TEXTE DE LA PAGE:
•••

Les jeudis littéraires d’Aymen Hacen

Entretien avec Jean Calembert : « Jaber et moi »

 Né à Liège en Belgique en août 1942, Jean Calembert est docteur en droit et expert en marketing. Féru d’arts et de littératures du monde entier, il vit entouré d’artistes plasticiens et musiciens.

En octobre 2024, aux Éditions L’œil de la femme à barbe, Jean Calembert publie Où vas-tu, nuage ?, vie romancée de Jaber Al-Mahjoub alias Jaber (M’Saken, 1938-Paris, 2021), baptisé depuis longtemps « le Roi de Beaubourg ».

Jaber Al-Mahjoub

Entretien avec Jean Calembert : « Jaber et moi »

A.H : Votre intérêt pour feu Jaber est grand. En témoigne votre ouvrage publié en octobre dernier aux Éditions L’œil de la femme à barbe, intitulé Où vas-tu, nuage ? Pourriez-vous nous parler de l’origine de votre grande et manifeste admiration pour l’artiste ?

Jean Calembert : J’ai découvert Jaber par hasard l’été 2023. J’étais en contact depuis plusieurs mois avec un joyeux farfelu qui venait de décider d’acheter mes deux premiers romans, « Joe Hartfield, l’homme qui voulait tuer Donald Trump » (2020) et « Le Mal-Aimé » (2022), pas par intérêt pour leur lecture mais par sympathie ! L’homme s’appelait Raymond Michel, alias Michel Ray, un ex-galeriste et amoureux fou d’un peintre nommé Jaber que je ne connaissais pas et qui m’a très vite fasciné, le personnage presque plus que ses œuvres qui m’ont pourtant séduit d’emblée. J’ai très vite tout voulu savoir sur lui, son enfance, ses proches, sa vie, sa fin de vie. J’ai multiplié les recherches jusqu’à retrouver Gail, la femme de Jaber, aux États-Unis !

Plus j’avançais, plus je trouvais Jaber attachant et étonnamment proche de moi. Après avoir accumulé les témoignages, parfois contradictoires, je me suis lancé dans l’écriture, avec passion, presque d’une traite, en suivant les moments magiques de son parcours de vie. Très vite, j’ai senti que, sous mon impulsion, le personnage prenait une vie propre et devenait en quelque sorte mon complice. D’où les chapitres « Jaber et moi », pure fiction mais, magie de l’écriture, plus vrais que vrais d’après des    amis de Jaber. Pour moi, le plus beau des compliments !

A.H : Où vas-tu, nuage ? se présente comme une « biographie romancée » de Jaber. Vous écrivez d’ailleurs en guise d’avertissement : « J’explique où et quand Jaber est né et comment il est mort. Entre les deux, je passe en revue sa vie de boulanger, de boxeur, de chanteur… et de maître de l’art brut. J’introduis des personnages qui l’ont vraiment côtoyé comme Coluche, le boxeur Cassius Clay, le peintre Jean Dubuffet ou le président Jacques Chirac ! Mais, très vite, mon héros m’a échappé et la partie romanesque ― créée de toutes pièces ― a pris le pas sur les recherches documentaires, les monographies, les articles de presse ou les catalogues d’expositions. »

•••

CONSIGNE: Rédigez la suite de l’entretien avec Jean Calembert sur Jaber, en reprenant juste après la dernière phrase présente.

(Lignes d’un jeu de données d’étiquetage de boîtes)
•••

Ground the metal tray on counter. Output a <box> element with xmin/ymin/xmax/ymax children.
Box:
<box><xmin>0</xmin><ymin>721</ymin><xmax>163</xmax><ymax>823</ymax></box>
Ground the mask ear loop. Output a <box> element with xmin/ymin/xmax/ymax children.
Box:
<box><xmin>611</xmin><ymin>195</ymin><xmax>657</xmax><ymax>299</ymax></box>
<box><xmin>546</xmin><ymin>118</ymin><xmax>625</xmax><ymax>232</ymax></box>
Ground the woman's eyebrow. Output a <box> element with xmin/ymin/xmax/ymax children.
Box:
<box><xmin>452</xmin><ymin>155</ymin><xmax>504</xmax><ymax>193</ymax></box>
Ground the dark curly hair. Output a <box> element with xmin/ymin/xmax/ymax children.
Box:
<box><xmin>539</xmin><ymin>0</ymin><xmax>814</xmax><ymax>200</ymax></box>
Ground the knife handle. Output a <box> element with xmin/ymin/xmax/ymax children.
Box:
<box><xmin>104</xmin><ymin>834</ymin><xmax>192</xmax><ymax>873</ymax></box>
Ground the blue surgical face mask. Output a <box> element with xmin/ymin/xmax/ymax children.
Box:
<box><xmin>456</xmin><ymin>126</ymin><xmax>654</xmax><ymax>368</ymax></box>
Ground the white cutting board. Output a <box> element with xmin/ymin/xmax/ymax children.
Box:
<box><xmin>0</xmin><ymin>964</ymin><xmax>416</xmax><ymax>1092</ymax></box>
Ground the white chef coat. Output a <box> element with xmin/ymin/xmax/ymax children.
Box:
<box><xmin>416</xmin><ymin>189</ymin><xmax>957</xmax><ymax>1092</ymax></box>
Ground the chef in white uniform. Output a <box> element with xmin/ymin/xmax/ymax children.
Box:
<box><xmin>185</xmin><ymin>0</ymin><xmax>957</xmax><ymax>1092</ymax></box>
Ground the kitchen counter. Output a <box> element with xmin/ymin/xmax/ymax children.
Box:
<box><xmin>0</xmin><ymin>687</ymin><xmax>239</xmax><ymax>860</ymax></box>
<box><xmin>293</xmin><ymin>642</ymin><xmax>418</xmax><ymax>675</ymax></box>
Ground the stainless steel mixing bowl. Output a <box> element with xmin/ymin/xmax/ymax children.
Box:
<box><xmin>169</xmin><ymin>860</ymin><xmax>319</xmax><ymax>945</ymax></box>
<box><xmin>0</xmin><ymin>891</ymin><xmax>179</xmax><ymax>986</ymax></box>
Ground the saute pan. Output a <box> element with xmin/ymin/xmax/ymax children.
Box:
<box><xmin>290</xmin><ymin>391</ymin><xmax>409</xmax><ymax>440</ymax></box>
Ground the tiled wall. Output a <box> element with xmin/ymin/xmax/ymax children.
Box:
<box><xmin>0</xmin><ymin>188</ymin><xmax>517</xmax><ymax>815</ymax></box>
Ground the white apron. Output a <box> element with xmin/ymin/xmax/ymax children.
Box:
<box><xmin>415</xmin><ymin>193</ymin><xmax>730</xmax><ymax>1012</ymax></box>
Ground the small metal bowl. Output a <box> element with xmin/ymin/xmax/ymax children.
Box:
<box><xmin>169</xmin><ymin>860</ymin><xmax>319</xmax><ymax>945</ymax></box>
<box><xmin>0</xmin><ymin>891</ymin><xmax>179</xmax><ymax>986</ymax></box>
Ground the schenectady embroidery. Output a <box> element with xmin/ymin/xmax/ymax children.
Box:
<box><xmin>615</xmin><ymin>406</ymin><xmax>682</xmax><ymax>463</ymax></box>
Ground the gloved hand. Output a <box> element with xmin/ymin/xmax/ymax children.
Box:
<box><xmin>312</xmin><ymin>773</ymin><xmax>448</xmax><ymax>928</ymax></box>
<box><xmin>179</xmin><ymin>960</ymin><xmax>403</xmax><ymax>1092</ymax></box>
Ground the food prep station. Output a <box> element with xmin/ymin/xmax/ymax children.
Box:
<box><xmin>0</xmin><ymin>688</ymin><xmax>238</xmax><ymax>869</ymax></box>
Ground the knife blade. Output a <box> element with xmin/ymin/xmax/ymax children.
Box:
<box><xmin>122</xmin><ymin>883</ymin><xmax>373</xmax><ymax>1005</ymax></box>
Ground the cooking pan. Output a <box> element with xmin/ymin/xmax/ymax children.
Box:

•••

RÉSULTAT FINAL:
Est-ce donc une biographie, un hommage ou une approche critique artistique sur cette œuvre aussi singulière que plurielle ? De même, quelle a été votre méthode de travail pour écrire Où vas-tu, nuage ?

Jean Calembert : Je viens un peu d’en parler précédemment. Où vas-tu, nuage ? n’est donc pas du tout une approche critique artistique de l’œuvre. Je laisse ce soin à Laurent Danchin, Michel Thévoz ou François Monnin. Je sais seulement dire que j’adore beaucoup de toiles et de sculptures de Jaber et qu’il y en a d’autres que j’aime moins, voire pas du tout. Chez lui, à mon humble avis, le chef-d’œuvre côtoie le médiocre… mais le médiocre sert sans doute de terrain fertile aux plus belles œuvres. Peut-être la multiplication des Jaber est-elle indispensable à l’éclosion des beaux tableaux.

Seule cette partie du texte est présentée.